Pointing records

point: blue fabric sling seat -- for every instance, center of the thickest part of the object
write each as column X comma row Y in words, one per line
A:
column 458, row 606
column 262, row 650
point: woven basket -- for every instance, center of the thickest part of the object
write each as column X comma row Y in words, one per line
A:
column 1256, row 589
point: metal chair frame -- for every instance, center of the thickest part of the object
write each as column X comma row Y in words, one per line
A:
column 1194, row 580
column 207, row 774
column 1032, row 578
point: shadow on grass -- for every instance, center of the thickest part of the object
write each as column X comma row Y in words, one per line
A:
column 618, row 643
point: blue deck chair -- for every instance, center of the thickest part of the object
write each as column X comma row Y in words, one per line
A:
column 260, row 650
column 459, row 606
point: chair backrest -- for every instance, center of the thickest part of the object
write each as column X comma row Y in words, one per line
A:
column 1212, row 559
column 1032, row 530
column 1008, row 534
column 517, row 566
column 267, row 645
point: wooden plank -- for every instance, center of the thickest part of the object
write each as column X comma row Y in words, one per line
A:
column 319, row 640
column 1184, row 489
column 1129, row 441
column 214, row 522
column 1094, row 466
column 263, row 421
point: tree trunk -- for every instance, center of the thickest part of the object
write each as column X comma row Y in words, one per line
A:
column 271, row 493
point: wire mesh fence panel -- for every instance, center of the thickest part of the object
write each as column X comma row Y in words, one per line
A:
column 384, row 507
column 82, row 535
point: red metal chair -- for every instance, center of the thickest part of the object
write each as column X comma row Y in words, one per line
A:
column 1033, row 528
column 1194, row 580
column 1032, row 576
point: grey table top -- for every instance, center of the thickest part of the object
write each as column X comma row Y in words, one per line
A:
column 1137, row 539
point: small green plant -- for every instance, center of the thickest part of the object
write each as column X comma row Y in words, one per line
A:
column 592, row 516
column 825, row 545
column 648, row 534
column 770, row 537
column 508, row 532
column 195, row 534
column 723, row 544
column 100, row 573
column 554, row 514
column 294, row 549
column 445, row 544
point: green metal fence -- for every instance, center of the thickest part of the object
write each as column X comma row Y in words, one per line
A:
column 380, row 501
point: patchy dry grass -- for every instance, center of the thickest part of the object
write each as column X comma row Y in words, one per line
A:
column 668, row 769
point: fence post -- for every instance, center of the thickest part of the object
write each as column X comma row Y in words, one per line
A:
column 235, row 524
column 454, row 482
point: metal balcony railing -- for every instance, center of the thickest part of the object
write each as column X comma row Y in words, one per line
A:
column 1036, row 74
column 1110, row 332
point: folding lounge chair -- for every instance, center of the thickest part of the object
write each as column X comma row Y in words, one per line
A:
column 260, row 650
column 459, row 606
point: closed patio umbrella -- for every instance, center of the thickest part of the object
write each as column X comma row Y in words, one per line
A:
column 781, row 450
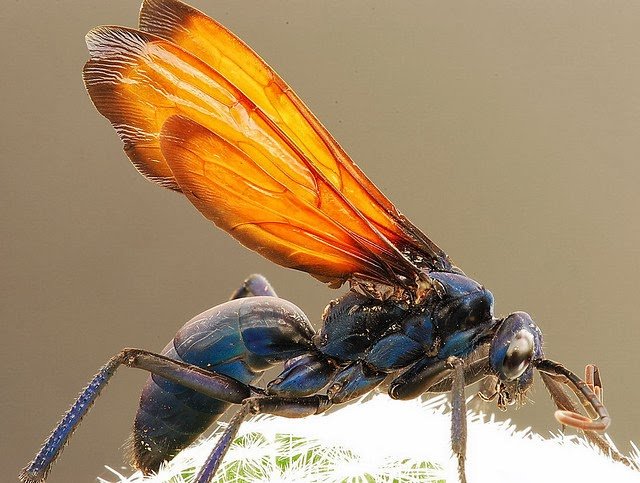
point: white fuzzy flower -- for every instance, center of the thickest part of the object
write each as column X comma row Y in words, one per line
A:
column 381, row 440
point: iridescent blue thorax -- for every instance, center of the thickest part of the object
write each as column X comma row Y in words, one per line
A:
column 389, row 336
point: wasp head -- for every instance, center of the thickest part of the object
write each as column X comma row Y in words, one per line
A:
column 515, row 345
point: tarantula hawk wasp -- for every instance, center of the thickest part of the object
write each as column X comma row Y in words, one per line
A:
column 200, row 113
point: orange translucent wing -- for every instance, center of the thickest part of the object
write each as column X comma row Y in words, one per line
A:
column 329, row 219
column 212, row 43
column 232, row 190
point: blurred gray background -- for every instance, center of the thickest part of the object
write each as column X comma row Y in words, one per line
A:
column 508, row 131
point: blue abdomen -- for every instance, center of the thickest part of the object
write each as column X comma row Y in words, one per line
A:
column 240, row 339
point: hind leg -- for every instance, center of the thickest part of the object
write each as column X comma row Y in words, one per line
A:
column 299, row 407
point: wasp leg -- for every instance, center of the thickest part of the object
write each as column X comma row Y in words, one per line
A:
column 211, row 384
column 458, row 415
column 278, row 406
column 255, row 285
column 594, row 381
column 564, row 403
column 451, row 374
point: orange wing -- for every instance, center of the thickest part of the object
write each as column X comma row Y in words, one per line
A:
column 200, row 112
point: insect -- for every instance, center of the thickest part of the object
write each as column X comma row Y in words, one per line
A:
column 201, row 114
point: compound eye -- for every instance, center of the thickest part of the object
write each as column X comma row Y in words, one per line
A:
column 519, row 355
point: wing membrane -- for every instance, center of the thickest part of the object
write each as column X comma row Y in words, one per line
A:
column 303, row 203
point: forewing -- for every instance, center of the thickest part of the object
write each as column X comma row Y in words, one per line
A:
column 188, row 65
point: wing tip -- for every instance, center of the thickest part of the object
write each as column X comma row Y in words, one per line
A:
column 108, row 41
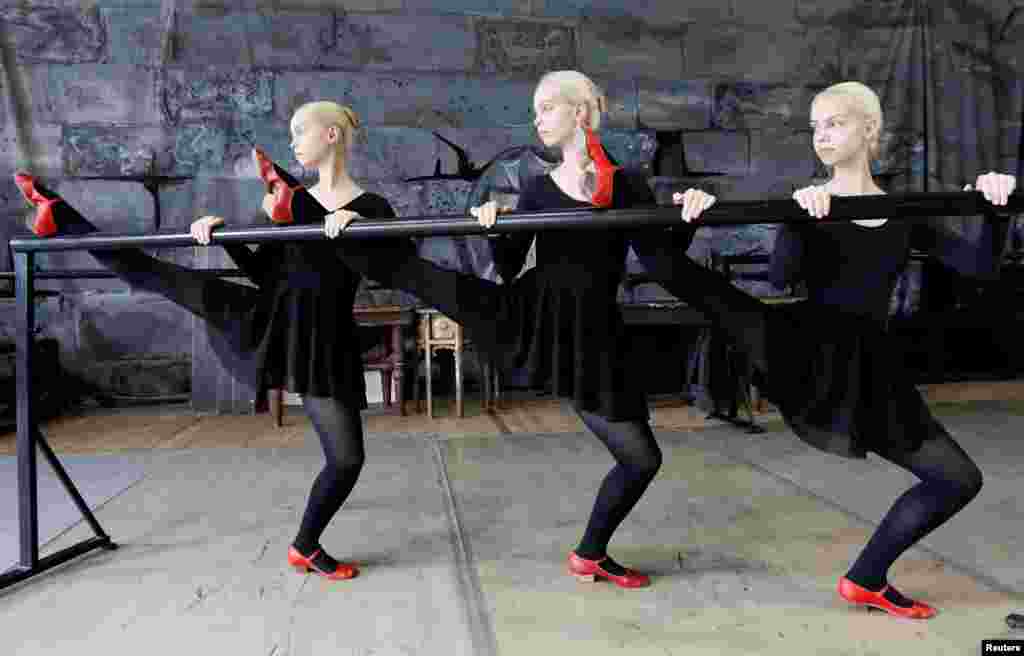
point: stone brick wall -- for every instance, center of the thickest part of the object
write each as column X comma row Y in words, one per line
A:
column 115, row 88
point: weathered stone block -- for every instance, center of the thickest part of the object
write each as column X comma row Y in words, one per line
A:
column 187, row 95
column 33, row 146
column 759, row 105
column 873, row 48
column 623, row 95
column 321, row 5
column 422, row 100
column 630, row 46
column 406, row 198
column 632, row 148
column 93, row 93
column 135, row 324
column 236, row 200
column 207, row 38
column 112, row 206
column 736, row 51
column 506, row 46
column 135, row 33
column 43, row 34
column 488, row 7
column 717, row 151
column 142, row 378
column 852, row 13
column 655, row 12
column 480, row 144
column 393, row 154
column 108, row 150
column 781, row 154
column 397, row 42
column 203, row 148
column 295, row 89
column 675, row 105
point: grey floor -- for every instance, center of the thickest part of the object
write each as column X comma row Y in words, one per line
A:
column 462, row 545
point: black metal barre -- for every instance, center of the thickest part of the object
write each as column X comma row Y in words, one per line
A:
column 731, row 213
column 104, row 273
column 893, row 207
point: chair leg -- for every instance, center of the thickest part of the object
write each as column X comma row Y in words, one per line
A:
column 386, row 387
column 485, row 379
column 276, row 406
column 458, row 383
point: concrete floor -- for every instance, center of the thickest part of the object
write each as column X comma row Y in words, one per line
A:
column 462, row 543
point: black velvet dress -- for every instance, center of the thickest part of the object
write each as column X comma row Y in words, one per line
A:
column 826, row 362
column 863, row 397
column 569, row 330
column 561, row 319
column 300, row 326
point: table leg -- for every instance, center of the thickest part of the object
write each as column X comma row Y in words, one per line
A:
---
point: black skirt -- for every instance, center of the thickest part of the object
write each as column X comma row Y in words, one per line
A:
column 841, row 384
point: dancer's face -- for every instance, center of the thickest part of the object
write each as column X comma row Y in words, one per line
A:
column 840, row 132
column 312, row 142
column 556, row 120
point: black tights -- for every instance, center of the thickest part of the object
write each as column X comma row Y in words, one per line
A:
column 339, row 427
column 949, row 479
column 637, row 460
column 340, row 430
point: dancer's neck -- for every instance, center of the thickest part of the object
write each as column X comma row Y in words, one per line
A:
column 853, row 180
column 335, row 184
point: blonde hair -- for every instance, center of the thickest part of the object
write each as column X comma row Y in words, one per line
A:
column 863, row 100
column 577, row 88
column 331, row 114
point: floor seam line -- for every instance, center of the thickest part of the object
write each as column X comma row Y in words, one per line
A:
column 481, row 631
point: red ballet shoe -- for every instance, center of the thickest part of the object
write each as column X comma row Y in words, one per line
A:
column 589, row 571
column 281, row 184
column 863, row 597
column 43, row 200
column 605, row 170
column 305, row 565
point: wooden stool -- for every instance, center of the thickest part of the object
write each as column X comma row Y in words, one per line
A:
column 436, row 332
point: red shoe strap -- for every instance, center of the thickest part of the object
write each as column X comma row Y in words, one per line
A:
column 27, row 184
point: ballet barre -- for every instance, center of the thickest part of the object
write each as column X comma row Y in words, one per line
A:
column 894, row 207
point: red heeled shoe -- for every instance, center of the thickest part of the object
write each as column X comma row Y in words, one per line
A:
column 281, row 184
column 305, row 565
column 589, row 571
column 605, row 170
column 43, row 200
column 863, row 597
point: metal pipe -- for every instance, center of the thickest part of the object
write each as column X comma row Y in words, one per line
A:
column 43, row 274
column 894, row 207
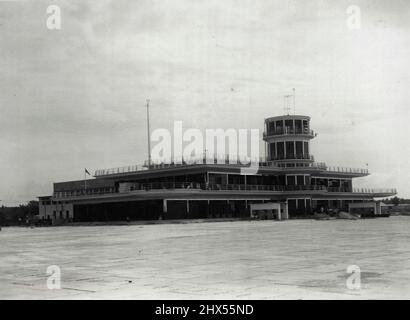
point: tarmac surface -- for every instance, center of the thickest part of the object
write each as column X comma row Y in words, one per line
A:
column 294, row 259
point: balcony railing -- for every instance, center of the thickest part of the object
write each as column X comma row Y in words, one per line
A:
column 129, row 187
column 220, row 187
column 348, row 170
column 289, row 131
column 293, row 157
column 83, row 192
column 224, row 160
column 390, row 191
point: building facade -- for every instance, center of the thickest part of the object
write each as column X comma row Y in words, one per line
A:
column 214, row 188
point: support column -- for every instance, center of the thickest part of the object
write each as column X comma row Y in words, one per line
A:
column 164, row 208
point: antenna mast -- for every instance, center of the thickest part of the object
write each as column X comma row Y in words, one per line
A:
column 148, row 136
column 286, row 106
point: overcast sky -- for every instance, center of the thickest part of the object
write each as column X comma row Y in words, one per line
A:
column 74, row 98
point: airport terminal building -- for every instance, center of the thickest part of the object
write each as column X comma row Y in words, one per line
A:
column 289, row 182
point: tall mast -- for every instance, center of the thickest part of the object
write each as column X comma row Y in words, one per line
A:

TASK DETAILS:
Render the lines above as a JSON list of strings, one string per line with blank lines left out, starting with the line that contains "point: blue fabric" and going on through the line that contains "column 1032, row 578", both included.

OUTPUT BELOW:
[
  "point: blue fabric sling seat -- for every instance, center of the thickest part of the object",
  "write each as column X comma row Y in words, one per line",
  "A:",
  "column 458, row 606",
  "column 262, row 650",
  "point: woven basket -- for every instance, center of the thickest part of the object",
  "write each as column X comma row Y in words, one per line",
  "A:",
  "column 1256, row 589",
  "point: metal chair frame -- for every instance, center of the thickest part of the object",
  "write each as column X comma row Y in words, one per line",
  "A:",
  "column 1194, row 580",
  "column 207, row 774",
  "column 1032, row 578"
]